(Labeled contour entries):
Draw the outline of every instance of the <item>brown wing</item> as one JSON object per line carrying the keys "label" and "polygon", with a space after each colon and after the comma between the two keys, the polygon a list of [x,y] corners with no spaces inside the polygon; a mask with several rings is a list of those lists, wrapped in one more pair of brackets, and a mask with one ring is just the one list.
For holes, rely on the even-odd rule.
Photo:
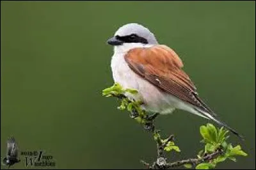
{"label": "brown wing", "polygon": [[181,68],[182,61],[167,46],[135,48],[125,56],[129,67],[150,83],[179,99],[216,115],[198,97],[196,88]]}

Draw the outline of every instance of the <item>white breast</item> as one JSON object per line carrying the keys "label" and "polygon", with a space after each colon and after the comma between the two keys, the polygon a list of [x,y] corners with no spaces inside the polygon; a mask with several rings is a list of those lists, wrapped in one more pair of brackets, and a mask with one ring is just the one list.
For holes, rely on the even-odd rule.
{"label": "white breast", "polygon": [[115,82],[124,88],[132,88],[139,92],[136,95],[125,94],[136,100],[141,100],[145,104],[142,106],[148,111],[160,113],[172,112],[174,108],[170,104],[170,97],[156,86],[135,73],[124,59],[127,50],[115,50],[111,59],[113,77]]}

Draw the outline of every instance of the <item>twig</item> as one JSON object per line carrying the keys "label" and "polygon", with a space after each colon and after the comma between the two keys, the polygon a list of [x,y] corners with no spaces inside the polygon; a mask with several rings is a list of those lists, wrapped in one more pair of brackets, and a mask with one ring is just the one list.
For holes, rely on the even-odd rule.
{"label": "twig", "polygon": [[187,164],[193,165],[198,164],[203,162],[210,161],[211,160],[213,160],[216,158],[218,156],[221,155],[223,153],[223,150],[218,150],[213,152],[212,153],[207,155],[199,158],[189,158],[186,160],[178,160],[172,163],[168,163],[166,164],[164,167],[165,169],[168,169],[173,167],[181,166]]}

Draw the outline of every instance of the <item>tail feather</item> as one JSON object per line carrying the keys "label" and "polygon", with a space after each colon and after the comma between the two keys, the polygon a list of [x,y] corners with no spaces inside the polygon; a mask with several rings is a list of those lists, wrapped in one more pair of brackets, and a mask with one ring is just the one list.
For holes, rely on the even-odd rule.
{"label": "tail feather", "polygon": [[222,127],[224,127],[226,128],[227,128],[228,130],[229,130],[230,131],[231,131],[233,134],[234,134],[235,135],[238,136],[242,140],[244,140],[244,138],[243,136],[240,135],[237,132],[236,132],[233,128],[232,128],[230,127],[228,127],[226,123],[225,123],[223,122],[221,122],[221,121],[217,120],[216,118],[214,117],[214,116],[211,115],[210,114],[209,114],[207,112],[201,111],[199,109],[195,109],[199,112],[198,114],[201,114],[200,116],[202,116],[204,118],[206,117],[207,119],[209,119],[209,120],[213,120],[214,121],[215,121],[216,123],[217,123],[220,125],[221,125]]}

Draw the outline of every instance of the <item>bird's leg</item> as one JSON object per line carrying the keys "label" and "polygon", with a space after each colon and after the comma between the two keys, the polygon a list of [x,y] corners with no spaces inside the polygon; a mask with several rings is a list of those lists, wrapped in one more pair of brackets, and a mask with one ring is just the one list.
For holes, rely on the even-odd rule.
{"label": "bird's leg", "polygon": [[156,117],[157,117],[159,114],[159,112],[156,112],[150,116],[147,115],[147,117],[145,118],[146,123],[145,123],[144,128],[146,129],[147,130],[154,132],[155,127],[154,125],[153,122],[154,120],[156,118]]}
{"label": "bird's leg", "polygon": [[131,112],[130,117],[132,119],[134,119],[139,116],[139,113],[136,109],[132,109],[132,111]]}

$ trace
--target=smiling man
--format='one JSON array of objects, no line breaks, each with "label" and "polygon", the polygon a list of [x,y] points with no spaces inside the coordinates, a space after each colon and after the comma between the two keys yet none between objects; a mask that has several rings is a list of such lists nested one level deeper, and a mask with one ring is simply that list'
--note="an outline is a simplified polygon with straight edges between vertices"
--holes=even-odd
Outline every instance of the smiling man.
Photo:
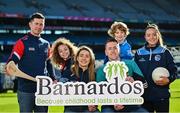
[{"label": "smiling man", "polygon": [[[37,75],[51,75],[54,79],[52,66],[48,59],[49,42],[41,38],[44,29],[45,17],[35,13],[29,21],[30,33],[20,38],[13,47],[9,61],[18,64],[18,68],[24,73],[36,77]],[[8,74],[8,70],[7,74]],[[35,105],[36,82],[18,77],[18,103],[20,112],[48,111],[47,106]]]}]

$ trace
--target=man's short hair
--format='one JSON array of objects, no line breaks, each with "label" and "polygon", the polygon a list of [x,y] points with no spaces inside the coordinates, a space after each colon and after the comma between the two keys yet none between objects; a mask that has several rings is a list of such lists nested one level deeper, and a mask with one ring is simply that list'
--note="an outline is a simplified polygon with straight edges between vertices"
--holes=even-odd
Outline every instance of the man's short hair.
[{"label": "man's short hair", "polygon": [[34,18],[45,19],[44,15],[38,12],[31,15],[30,21],[34,20]]}]

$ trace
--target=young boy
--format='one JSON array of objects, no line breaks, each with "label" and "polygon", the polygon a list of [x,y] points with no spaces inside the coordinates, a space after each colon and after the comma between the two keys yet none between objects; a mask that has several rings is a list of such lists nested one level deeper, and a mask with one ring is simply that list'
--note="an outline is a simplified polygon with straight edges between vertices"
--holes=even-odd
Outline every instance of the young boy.
[{"label": "young boy", "polygon": [[[126,37],[129,35],[129,28],[123,22],[114,22],[111,28],[108,30],[108,34],[115,38],[118,42],[121,59],[133,59],[134,55],[131,51],[131,45],[127,42]],[[108,62],[107,56],[105,57],[104,63]]]}]

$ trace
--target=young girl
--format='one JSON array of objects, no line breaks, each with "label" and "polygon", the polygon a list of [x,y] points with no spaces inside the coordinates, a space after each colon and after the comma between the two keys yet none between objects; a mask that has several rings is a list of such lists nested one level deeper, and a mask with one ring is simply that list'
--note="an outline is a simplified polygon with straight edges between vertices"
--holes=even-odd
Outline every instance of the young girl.
[{"label": "young girl", "polygon": [[[74,58],[72,72],[76,81],[88,83],[95,81],[95,57],[92,50],[87,46],[79,47]],[[96,105],[88,106],[66,106],[65,112],[98,112]]]},{"label": "young girl", "polygon": [[[137,50],[135,61],[148,83],[144,92],[143,106],[149,112],[169,112],[169,85],[177,76],[177,68],[169,50],[163,46],[159,28],[149,24],[145,30],[146,44]],[[153,81],[152,72],[157,67],[166,68],[170,76],[161,76],[161,80]]]}]

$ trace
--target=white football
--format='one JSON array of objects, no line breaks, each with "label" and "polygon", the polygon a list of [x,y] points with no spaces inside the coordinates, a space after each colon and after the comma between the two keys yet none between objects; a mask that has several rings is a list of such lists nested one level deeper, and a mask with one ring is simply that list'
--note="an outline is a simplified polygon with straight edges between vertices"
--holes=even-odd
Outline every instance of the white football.
[{"label": "white football", "polygon": [[160,80],[161,76],[169,77],[169,71],[164,67],[157,67],[152,72],[152,79],[153,81]]}]

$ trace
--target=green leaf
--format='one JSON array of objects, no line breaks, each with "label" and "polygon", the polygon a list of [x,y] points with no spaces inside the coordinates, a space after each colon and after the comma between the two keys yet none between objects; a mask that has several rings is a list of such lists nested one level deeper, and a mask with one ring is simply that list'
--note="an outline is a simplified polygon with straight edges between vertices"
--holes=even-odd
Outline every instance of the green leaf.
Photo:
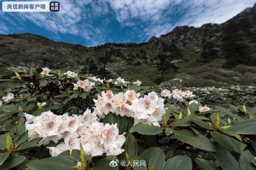
[{"label": "green leaf", "polygon": [[45,79],[42,79],[39,80],[39,85],[42,87],[46,86],[48,84],[48,81]]},{"label": "green leaf", "polygon": [[168,160],[164,164],[164,170],[192,170],[192,161],[185,155],[178,155]]},{"label": "green leaf", "polygon": [[34,147],[37,146],[40,138],[35,138],[28,140],[21,145],[20,145],[17,149],[17,150],[20,150],[22,149],[26,149],[32,147]]},{"label": "green leaf", "polygon": [[236,107],[236,106],[234,106],[233,105],[229,104],[228,107],[230,109],[232,110],[232,111],[235,112],[238,111],[238,110],[237,109],[237,107]]},{"label": "green leaf", "polygon": [[24,143],[28,140],[28,131],[24,132],[22,134],[19,136],[15,142],[15,145],[18,146],[20,144]]},{"label": "green leaf", "polygon": [[78,162],[81,162],[80,158],[80,150],[78,149],[73,149],[71,151],[71,155],[74,159]]},{"label": "green leaf", "polygon": [[23,134],[26,131],[26,128],[25,127],[25,125],[20,124],[16,127],[15,129],[15,132],[16,134],[20,136]]},{"label": "green leaf", "polygon": [[238,162],[232,154],[224,148],[218,146],[218,151],[214,152],[213,154],[223,170],[240,170]]},{"label": "green leaf", "polygon": [[178,147],[180,142],[177,140],[171,144],[171,145],[166,152],[166,156],[169,157],[171,157],[176,154],[177,153],[177,148]]},{"label": "green leaf", "polygon": [[18,108],[10,105],[2,106],[0,108],[0,109],[2,110],[4,112],[17,113],[19,112],[19,109]]},{"label": "green leaf", "polygon": [[225,129],[223,128],[220,128],[219,130],[220,130],[224,132],[227,134],[228,134],[229,135],[235,137],[237,139],[242,142],[242,138],[241,138],[241,136],[239,136],[239,135],[238,134],[234,133],[233,131],[229,130],[228,129]]},{"label": "green leaf", "polygon": [[214,144],[206,137],[201,134],[196,135],[190,130],[180,129],[174,130],[174,138],[194,147],[210,152],[216,152]]},{"label": "green leaf", "polygon": [[208,160],[201,158],[195,158],[196,164],[200,170],[218,170],[219,168]]},{"label": "green leaf", "polygon": [[256,121],[247,121],[235,123],[228,128],[228,130],[238,134],[256,135]]},{"label": "green leaf", "polygon": [[255,160],[254,157],[248,150],[244,151],[239,158],[239,165],[241,170],[252,170],[256,169],[256,167],[252,163],[252,161]]},{"label": "green leaf", "polygon": [[153,146],[156,146],[156,135],[142,135],[144,142],[146,143],[147,146],[149,148]]},{"label": "green leaf", "polygon": [[14,130],[16,128],[16,125],[13,124],[12,123],[6,123],[1,126],[0,130],[1,130],[1,131],[4,131]]},{"label": "green leaf", "polygon": [[80,93],[80,94],[79,95],[79,96],[80,96],[80,97],[81,97],[82,99],[86,99],[87,97],[86,93],[85,92],[83,92],[82,93]]},{"label": "green leaf", "polygon": [[136,132],[140,134],[153,135],[161,133],[163,131],[160,127],[156,126],[138,123],[132,127],[129,132],[132,133]]},{"label": "green leaf", "polygon": [[[107,156],[104,158],[102,159],[99,162],[95,164],[93,166],[94,170],[118,170],[118,163],[117,161],[118,159],[116,156],[111,155]],[[119,161],[118,161],[119,162]],[[113,166],[117,165],[116,166],[111,167],[110,165],[110,162]]]},{"label": "green leaf", "polygon": [[195,116],[190,115],[188,117],[188,119],[191,120],[193,122],[201,127],[208,130],[213,130],[213,128],[210,126],[209,124],[206,123],[203,121],[201,121],[200,119],[196,117]]},{"label": "green leaf", "polygon": [[188,118],[175,119],[170,124],[172,127],[189,127],[192,125],[192,122]]},{"label": "green leaf", "polygon": [[137,142],[134,136],[131,133],[129,133],[127,135],[125,144],[126,154],[128,154],[129,157],[137,155]]},{"label": "green leaf", "polygon": [[146,160],[147,164],[148,164],[148,161],[149,158],[151,155],[154,153],[162,151],[162,150],[158,147],[152,147],[146,150],[145,150],[143,152],[140,154],[140,156],[143,159]]},{"label": "green leaf", "polygon": [[98,86],[97,86],[96,88],[97,89],[100,89],[100,90],[105,90],[108,89],[108,88],[107,88],[107,87],[103,85]]},{"label": "green leaf", "polygon": [[79,93],[74,93],[72,95],[71,95],[71,96],[70,96],[70,99],[73,99],[73,98],[74,98],[75,97],[77,97],[77,96],[78,96],[78,95],[79,95]]},{"label": "green leaf", "polygon": [[66,97],[67,96],[68,96],[68,95],[66,94],[62,94],[60,95],[57,95],[55,96],[54,96],[54,98],[57,98],[58,97]]},{"label": "green leaf", "polygon": [[154,153],[148,161],[148,169],[162,170],[165,162],[165,155],[162,150]]},{"label": "green leaf", "polygon": [[104,124],[109,123],[115,124],[117,123],[117,127],[119,125],[119,118],[118,115],[113,113],[109,113],[103,119],[103,123]]},{"label": "green leaf", "polygon": [[75,170],[77,163],[69,156],[59,156],[40,159],[26,165],[38,170]]},{"label": "green leaf", "polygon": [[30,162],[32,162],[34,161],[36,161],[38,160],[38,159],[34,158],[33,158],[32,159],[30,159],[29,160],[28,158],[26,158],[26,159],[23,161],[20,164],[19,164],[18,165],[15,166],[15,168],[17,168],[17,169],[20,170],[28,170],[30,169],[28,166],[26,166],[26,164]]},{"label": "green leaf", "polygon": [[197,104],[193,103],[189,105],[188,109],[189,109],[191,115],[195,115],[196,111],[198,110],[198,105]]},{"label": "green leaf", "polygon": [[[140,164],[140,161],[145,160],[138,156],[132,156],[130,159],[130,163],[132,166],[134,170],[147,170],[146,164],[142,166]],[[135,165],[134,166],[134,165]]]},{"label": "green leaf", "polygon": [[122,117],[119,123],[119,134],[122,134],[124,132],[128,132],[132,126],[133,120],[131,117]]},{"label": "green leaf", "polygon": [[1,170],[10,169],[20,164],[25,159],[26,157],[22,156],[10,157],[6,159],[0,166],[0,169]]},{"label": "green leaf", "polygon": [[228,136],[215,131],[210,134],[220,145],[236,153],[242,153],[246,145]]},{"label": "green leaf", "polygon": [[4,153],[0,154],[0,165],[2,165],[3,163],[7,158],[7,157],[10,154],[10,153]]},{"label": "green leaf", "polygon": [[12,148],[13,147],[13,142],[12,142],[12,137],[8,133],[7,134],[7,136],[6,136],[6,150],[7,150],[7,152],[8,152],[8,150]]},{"label": "green leaf", "polygon": [[2,134],[0,135],[0,149],[4,150],[6,148],[6,138],[7,135]]},{"label": "green leaf", "polygon": [[63,105],[51,105],[48,106],[46,108],[46,110],[58,110],[63,107]]}]

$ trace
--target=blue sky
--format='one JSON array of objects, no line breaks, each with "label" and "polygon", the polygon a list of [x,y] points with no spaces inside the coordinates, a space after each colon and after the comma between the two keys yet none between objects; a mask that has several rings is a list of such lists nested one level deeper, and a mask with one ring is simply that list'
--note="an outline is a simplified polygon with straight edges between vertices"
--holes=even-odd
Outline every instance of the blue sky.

(GIVEN INSTRUCTION): State the number of lines in the material that contain the string "blue", and give only that number.

(OUTPUT): 2